§ **Passage to read**:
>>>
February 27, 2010 |  9:27 am

Hezbollah The Lebanese may be divided on whether the Shiite militant group Hezbollah is a savior or a menace, but according to a new poll they appear to agree on one thing: the group's armed wing is a force to be reckoned with.

According to the poll, which was conducted by the Beirut Center for Research and Information and published in the left-leaning Lebanese daily Al Akhbar, 84% of Lebanese "trust the resistance's capabilities facing any Israeli attack."

The paper published a chart based on the survey, which categorized respondents by sect, revealing surprisingly consistent answers to most questions among Druzes, Sunnis, Christians and Shiites.

Most of the questions were intended to gauge the effect of the "eye for an eye" defense strategy detailed by Hezbollah leader Hassan Nasrallah earlier this month during a speech in which he pledged to retaliate with equal force and even mentioned Israel's Ben Gurion airport by name.

The study appears to show that most respondents believe in Hezbollah's deterrent power and do not think a war with Israel is imminent. Only 26% said they believed Lebanese society would be deeply divided if Israel launched a war.

It is important to note, however, that the questions use the term "resistance" instead of the name of the party, Hezbollah. The "resistance" refers to Hezbollah's standing army and is enshrined in the government policy statement.

Babylon & Beyond spoke with pollster Abdo Saad, the head of the center that conducted the survey, and asked him what these results could mean for Lebanon.

Based on your research, what’s the mood in Lebanon like now?
<<<
(Region outline entries)
>>>
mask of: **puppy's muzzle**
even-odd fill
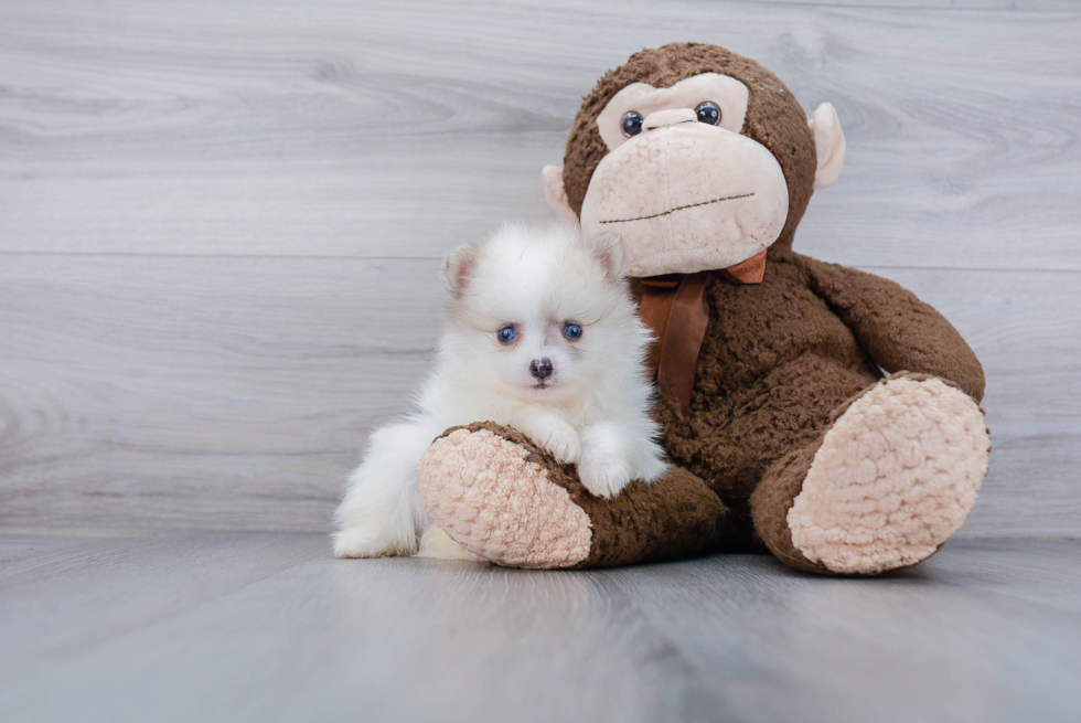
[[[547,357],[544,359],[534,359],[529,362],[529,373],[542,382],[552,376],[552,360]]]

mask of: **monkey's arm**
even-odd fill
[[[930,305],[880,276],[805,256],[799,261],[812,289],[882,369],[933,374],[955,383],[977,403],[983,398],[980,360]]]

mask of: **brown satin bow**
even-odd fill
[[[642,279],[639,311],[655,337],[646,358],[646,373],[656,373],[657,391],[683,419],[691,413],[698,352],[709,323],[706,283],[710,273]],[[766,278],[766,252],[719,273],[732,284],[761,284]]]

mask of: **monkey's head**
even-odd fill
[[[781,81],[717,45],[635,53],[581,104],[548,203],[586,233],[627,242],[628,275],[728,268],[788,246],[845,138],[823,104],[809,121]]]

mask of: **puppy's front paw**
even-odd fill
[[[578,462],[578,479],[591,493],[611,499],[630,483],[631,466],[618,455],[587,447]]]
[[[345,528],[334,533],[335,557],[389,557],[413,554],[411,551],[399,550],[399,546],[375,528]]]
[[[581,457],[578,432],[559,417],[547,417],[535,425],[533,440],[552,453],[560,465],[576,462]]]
<<<
>>>
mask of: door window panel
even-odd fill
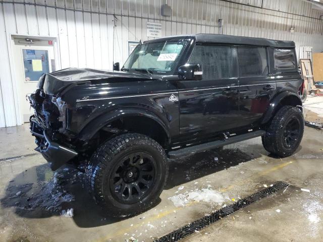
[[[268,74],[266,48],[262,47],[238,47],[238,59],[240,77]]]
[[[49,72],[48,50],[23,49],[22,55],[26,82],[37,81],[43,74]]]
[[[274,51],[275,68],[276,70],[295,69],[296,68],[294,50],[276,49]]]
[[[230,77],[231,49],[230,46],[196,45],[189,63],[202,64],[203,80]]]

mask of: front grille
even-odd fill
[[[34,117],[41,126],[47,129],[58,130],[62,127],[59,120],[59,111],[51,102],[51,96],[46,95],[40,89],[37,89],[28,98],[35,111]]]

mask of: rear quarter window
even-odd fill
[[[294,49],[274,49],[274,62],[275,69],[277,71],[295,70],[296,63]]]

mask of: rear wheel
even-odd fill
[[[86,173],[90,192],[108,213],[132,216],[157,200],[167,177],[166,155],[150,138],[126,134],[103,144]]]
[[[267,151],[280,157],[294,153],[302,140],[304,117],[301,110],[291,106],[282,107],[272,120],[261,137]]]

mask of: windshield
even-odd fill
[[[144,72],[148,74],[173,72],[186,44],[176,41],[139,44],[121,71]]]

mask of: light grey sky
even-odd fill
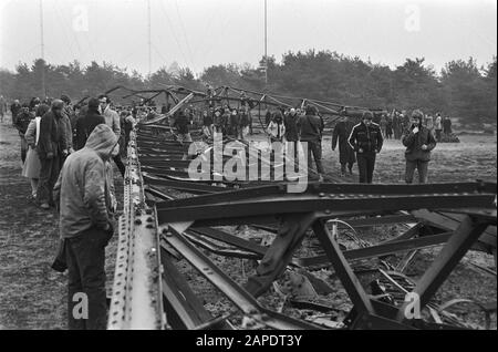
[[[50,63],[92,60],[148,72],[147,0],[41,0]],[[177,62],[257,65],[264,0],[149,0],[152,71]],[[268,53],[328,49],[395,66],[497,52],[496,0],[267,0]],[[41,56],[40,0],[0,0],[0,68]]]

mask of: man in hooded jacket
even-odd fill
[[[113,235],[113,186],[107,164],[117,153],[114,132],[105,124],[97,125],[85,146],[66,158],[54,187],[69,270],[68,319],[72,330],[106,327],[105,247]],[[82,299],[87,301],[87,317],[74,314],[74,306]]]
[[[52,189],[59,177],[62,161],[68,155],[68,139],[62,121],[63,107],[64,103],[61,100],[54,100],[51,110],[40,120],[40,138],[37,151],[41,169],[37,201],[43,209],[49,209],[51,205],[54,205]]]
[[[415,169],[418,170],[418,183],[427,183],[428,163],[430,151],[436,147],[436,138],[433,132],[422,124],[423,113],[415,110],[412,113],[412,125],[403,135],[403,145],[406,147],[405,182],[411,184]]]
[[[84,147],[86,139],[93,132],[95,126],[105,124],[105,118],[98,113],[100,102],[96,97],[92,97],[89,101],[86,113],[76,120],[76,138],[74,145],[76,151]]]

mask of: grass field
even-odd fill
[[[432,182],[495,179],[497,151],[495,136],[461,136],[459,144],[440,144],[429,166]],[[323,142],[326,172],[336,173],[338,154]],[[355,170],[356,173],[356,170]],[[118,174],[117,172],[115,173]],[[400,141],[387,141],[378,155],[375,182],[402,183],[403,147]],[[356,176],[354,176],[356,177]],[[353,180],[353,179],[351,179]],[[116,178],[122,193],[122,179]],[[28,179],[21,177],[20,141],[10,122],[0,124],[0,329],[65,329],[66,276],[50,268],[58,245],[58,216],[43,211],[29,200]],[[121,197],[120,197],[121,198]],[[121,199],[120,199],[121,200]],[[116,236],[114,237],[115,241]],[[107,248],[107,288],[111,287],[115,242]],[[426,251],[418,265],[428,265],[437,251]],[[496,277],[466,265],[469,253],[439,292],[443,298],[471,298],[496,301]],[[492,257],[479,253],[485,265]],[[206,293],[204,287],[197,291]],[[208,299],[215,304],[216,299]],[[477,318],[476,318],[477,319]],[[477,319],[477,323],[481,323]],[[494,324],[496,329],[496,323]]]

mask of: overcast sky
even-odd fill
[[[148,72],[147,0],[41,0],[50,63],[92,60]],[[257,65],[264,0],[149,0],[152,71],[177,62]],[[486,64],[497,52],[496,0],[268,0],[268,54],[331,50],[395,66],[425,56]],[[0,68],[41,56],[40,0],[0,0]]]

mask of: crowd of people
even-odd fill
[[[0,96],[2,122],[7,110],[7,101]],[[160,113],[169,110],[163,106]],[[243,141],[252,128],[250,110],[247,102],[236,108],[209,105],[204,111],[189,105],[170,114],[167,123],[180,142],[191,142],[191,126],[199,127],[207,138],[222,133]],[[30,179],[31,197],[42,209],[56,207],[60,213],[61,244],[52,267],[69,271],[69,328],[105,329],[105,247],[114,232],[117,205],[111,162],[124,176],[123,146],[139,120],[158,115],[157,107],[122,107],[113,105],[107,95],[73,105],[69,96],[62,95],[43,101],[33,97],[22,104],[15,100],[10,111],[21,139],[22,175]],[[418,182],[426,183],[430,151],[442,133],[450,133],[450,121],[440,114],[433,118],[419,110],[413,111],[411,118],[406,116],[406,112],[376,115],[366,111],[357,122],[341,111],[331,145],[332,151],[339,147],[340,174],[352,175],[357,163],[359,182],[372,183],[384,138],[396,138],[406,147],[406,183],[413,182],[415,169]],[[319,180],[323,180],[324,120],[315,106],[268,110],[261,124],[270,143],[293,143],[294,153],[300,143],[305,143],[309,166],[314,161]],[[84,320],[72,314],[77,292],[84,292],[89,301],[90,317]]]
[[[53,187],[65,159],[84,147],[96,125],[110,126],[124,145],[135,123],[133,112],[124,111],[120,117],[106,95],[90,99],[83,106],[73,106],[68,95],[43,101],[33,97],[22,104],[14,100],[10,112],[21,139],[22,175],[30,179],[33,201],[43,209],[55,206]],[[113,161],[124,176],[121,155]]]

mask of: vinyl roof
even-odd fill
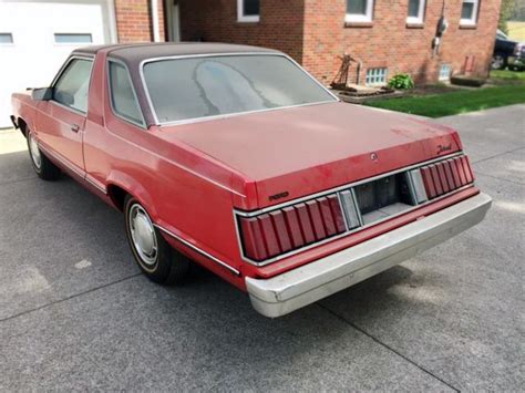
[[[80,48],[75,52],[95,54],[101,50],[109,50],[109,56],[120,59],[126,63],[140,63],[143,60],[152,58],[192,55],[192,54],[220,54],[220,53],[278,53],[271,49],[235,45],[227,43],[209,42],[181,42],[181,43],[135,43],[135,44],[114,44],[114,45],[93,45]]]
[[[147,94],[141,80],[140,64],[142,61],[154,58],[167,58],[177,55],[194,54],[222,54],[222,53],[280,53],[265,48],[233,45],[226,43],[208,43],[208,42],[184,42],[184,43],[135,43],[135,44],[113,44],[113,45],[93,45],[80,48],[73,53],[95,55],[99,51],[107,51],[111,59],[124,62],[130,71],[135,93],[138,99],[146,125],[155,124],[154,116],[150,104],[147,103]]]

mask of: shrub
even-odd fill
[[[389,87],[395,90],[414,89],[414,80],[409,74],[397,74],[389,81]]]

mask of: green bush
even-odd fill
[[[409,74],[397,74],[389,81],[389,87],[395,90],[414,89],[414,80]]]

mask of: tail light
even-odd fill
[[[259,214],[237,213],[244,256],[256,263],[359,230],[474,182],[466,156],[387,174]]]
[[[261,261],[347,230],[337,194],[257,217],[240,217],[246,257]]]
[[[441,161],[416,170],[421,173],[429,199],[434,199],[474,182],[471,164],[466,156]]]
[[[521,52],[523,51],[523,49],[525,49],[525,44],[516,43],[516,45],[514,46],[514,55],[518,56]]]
<<<
§ **Directions**:
1 – Reproduce each line of the listing that contains the word "light".
2 – Write the next part of the article on the Lebanese poll about Hezbollah, beginning after its final sentence.

§ **Outputs for the tasks**:
1 –
mask of: light grey sky
mask of: tail light

2 –
The aim was not to measure the level of support for Hezbollah but rather to see how the Lebanese analyze [the situation], so it’s intended to measure analysis more than support. When 84% says they are confident Hezbollah is capable of confronting Israel, that’s not to say that 84% support Hezbollah. Definitely some of them don’t.

There is definitely less polarization than there was before. There has been some reconciliation -- there is a good political atmosphere, and this would help the Lebanese to think objectively. Had I conducted this during a more polarized period then surely the results would not have been the same because people would be answering from their emotions.

After their failure in Lebanon in 2006 and in Gaza in 2008, Israel has been making threats against Hezbollah, Iran, Syria and Hamas, but doing nothing. Hezbollah has a great credibility among Lebanese and even among Israelis. When they say “we can hit their infrastructure,” people believe that, whereas the image of Israel is not the same as before; it has been weakened greatly.

These last few months there have been many theories flying around about the possibility of a regional war. Some of the evidence is anecdotal from people living in southern Lebanon, and some of it is based on official statements coming out of Israel, Lebanon and Syria. What influences people’s “war meter” in Lebanon?

I think now after Hassan Nasrallah’s speech people believe that war is not imminent at all, because Israel is not capable of waging a war and winning it. People are more confident that we are not going to see a war in the very near future. People believe Israel is too weak to wage war right now.

Did any of the results surprise you?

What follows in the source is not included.